Member of the Manitoba Legislative Assembly for Crescentwood
- In office 1975–1981
- Preceded by: Harvey Patterson
- Succeeded by: Riding abolished

Member of the Manitoba Legislative Assembly for River Heights
- In office 1981–1986
- Preceded by: Sidney Spivak
- Succeeded by: Sharon Carstairs

Winnipeg City Councillor
- In office 1971–1975

Personal details
- Born: July 22, 1940 Winnipeg, Manitoba, Canada
- Died: August 19, 2009 (aged 69) Winnipeg, Manitoba, Canada
- Party: Progressive Conservative
- Spouse: Margaret Jean "Peggy" Hunter
- Relations: Manley Steen (father) Robert Steen (brother)
- Children: 1
- Alma mater: University of Manitoba

= Warren Steen =

Canadian politician

Warren Steen (July 22, 1940 - August 19, 2009) was a Canadian politician from the province of Manitoba. He served as a member of the Legislative Assembly of Manitoba from 1975 to 1986, as a Progressive Conservative.

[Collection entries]
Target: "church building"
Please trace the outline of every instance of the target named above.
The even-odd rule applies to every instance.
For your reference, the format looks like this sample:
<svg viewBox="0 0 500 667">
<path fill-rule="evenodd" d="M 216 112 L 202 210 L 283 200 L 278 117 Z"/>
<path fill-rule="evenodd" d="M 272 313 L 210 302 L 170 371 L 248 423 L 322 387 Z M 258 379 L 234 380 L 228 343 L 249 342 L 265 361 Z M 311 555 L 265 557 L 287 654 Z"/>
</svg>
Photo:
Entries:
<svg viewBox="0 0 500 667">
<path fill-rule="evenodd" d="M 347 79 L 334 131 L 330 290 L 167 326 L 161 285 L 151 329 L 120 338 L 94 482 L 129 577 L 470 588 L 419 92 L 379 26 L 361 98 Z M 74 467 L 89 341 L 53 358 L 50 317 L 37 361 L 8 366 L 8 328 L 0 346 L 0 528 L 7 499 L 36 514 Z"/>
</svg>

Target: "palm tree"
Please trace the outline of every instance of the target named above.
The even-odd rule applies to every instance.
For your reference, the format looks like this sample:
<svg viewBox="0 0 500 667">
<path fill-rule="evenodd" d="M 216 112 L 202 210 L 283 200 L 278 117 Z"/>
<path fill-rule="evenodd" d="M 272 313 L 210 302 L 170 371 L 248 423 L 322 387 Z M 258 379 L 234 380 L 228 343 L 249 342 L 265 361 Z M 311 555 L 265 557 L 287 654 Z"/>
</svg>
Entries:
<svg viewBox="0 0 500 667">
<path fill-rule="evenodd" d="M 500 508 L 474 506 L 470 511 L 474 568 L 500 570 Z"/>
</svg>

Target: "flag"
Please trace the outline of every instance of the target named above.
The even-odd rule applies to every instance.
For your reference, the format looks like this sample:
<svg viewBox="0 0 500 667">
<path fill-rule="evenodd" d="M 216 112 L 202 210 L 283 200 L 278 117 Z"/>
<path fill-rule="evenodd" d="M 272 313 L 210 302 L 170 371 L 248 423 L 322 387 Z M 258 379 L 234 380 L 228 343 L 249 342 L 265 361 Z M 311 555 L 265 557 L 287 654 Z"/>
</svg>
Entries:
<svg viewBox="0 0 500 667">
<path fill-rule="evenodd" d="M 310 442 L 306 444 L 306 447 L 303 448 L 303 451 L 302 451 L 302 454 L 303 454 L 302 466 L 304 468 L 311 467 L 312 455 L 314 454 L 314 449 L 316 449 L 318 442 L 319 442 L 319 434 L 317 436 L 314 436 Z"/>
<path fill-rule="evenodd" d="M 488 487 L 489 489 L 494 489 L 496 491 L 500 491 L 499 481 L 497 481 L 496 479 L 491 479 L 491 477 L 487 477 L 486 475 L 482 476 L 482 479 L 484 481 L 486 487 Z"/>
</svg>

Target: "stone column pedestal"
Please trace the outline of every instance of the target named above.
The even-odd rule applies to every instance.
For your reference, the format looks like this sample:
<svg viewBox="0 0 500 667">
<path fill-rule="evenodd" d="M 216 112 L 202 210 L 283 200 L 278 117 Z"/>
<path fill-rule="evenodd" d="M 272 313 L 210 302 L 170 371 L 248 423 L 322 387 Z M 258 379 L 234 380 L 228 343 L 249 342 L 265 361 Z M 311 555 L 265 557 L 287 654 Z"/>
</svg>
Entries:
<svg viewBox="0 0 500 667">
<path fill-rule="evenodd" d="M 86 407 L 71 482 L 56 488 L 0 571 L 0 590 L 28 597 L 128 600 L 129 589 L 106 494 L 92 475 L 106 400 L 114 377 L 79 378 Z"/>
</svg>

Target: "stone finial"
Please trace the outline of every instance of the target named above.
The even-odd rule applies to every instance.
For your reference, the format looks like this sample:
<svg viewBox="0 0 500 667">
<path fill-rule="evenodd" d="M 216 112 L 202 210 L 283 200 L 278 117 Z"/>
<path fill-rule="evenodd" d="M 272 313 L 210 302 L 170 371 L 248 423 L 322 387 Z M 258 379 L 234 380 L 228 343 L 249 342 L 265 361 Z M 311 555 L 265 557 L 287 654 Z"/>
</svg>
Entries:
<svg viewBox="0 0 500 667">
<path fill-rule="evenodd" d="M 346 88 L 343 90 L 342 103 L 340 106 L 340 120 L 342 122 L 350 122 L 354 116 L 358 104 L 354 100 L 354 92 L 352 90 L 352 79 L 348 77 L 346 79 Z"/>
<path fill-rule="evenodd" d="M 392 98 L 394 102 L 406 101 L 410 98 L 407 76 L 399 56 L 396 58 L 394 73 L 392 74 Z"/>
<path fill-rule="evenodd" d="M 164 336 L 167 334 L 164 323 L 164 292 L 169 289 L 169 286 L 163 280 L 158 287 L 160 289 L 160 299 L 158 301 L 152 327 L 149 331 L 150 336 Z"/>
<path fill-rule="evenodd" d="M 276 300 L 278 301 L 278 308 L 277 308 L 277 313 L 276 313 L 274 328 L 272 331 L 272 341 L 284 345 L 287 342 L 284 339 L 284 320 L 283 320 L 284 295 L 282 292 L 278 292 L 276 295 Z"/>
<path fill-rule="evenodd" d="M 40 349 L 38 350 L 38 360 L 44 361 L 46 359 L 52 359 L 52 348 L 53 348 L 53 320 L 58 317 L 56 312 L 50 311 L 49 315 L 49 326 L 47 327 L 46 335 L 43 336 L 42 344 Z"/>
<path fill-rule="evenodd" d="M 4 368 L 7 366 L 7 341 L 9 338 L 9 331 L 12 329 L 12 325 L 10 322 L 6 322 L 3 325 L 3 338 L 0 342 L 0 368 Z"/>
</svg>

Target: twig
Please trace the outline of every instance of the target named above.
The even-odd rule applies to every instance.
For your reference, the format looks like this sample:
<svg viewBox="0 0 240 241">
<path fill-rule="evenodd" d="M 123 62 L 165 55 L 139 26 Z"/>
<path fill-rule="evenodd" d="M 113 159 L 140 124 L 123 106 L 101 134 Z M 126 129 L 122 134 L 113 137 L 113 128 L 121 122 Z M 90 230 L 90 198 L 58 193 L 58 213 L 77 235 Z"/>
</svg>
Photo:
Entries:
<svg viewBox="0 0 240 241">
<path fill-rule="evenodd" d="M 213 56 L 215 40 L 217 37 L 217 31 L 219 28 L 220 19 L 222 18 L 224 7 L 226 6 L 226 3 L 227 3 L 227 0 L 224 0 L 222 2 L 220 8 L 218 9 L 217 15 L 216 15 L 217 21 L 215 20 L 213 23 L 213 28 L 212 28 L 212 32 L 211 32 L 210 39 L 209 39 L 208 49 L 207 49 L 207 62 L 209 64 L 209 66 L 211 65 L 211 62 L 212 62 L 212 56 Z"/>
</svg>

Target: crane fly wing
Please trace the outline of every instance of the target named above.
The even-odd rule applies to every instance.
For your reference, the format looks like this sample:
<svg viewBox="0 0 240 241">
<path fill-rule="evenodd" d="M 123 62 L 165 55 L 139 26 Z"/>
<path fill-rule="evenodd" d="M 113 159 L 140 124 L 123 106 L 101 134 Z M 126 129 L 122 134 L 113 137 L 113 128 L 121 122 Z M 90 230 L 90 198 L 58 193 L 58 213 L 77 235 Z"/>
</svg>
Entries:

**Tasks and exercises:**
1. Rewrite the paragraph of the Warren Steen biography that begins "Warren Steen (July 22, 1940" as a short bulleted list that keeps its main facts.
2. In the Warren Steen biography, who succeeded Steen as the member for River Heights?

**Exercise responses:**
1.
- Lived from July 22, 1940, to August 19, 2009
- Canadian politician from Manitoba
- Member of the Legislative Assembly of Manitoba from 1975 to 1986
- Served as a Progressive Conservative

2. Sharon Carstairs